#### Provided material
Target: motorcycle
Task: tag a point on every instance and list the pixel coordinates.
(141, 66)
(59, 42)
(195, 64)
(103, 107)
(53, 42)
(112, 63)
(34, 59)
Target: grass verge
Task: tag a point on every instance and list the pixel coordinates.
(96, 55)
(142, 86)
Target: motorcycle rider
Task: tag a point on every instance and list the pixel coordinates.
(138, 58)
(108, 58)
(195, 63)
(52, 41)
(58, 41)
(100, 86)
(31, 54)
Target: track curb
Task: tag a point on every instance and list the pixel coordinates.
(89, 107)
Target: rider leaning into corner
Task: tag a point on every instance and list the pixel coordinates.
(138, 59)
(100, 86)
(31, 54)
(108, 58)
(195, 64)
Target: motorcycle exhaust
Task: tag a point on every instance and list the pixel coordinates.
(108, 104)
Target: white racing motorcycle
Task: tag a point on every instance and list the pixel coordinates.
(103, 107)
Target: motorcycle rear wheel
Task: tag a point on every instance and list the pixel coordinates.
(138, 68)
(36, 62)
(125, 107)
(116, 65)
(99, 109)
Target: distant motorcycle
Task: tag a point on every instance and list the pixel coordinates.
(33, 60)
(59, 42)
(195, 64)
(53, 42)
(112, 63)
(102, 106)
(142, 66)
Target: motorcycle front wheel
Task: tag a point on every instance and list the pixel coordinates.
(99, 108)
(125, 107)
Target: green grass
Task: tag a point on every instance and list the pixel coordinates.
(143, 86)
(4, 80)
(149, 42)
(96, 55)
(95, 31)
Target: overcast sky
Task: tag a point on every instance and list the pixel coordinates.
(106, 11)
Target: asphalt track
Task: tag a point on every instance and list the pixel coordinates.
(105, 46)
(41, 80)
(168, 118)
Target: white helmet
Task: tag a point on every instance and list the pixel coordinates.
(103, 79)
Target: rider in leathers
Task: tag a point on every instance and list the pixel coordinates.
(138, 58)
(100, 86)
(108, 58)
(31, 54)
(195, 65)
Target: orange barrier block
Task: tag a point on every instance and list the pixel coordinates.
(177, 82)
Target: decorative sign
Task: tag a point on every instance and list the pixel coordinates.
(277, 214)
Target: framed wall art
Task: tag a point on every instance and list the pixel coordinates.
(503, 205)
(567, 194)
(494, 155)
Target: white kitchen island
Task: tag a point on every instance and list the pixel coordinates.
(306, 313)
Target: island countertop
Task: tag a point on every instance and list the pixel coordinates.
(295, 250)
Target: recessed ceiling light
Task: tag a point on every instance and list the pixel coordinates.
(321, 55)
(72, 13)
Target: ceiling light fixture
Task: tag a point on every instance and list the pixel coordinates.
########
• **What needs to be done**: Please reproduce all the rows above word for word, keeping every line in its original order and form.

• **Completed exercise**:
Target: motorcycle
Task: tag a point on every instance and list the pixel coordinates.
(141, 66)
(59, 42)
(195, 64)
(103, 107)
(53, 42)
(112, 63)
(34, 59)
Target: grass verge
Task: tag a point on every instance and list the pixel coordinates.
(96, 55)
(142, 86)
Target: motorcycle rider
Task: tag a point on every instance and list the pixel coordinates.
(138, 58)
(108, 58)
(195, 63)
(52, 41)
(58, 41)
(100, 86)
(31, 54)
Target: track curb
Task: tag a point on every instance and list the pixel coordinates.
(89, 107)
Target: rider leaning into corner
Task: tag a point on every instance and list the pixel coordinates.
(138, 59)
(100, 86)
(31, 54)
(108, 58)
(195, 64)
Target: motorcycle exhaust
Task: tag a point on every instance and list the pixel coordinates.
(108, 104)
Target: white racing motorcycle
Task: tag a point on every instance and list the pixel coordinates.
(103, 107)
Target: motorcycle rear wheel
Task: tag a point on every instance and list the pixel coordinates.
(138, 68)
(36, 62)
(125, 107)
(116, 65)
(99, 109)
Target: distant motorcycle
Task: tag a point on every instance and list the pixel coordinates.
(33, 60)
(59, 42)
(195, 64)
(53, 42)
(112, 63)
(102, 106)
(142, 66)
Target: motorcycle front wheel
Task: tag a point on every instance and list the pixel coordinates.
(99, 108)
(125, 107)
Target: green grass
Task: tag a point on every instance and list the pixel coordinates.
(143, 86)
(4, 80)
(149, 42)
(96, 55)
(95, 31)
Target: overcast sky
Task: tag a point on every instance and list the pixel coordinates.
(106, 11)
Target: asphalt track
Task: tag a point on every instance and list the pixel coordinates.
(105, 46)
(41, 80)
(168, 118)
Target: white helmet
Task: tag a point on every instance and list the pixel coordinates.
(103, 79)
Target: rider in leathers
Task: tag a point on every instance and list the pixel coordinates.
(138, 58)
(100, 86)
(108, 58)
(31, 54)
(195, 65)
Target: orange barrier block
Task: tag a point on every instance and list the pixel coordinates.
(177, 82)
Target: decorative sign
Task: tag a point on every instance and list the pixel coordinates.
(277, 214)
Target: framed wall art
Task: tag a point on every instance and list the pixel coordinates.
(503, 205)
(567, 194)
(494, 155)
Target: white kitchen island
Task: tag a point on every instance and list the pixel coordinates.
(306, 313)
Target: island countertop
Task: tag a point on every instance and list the pixel coordinates.
(295, 250)
Target: recessed ceiling light
Task: tag a point on every instance and list the pixel coordinates.
(321, 55)
(72, 13)
Target: ceiling light fixture
Task: tag a point on every instance and list the pixel coordinates.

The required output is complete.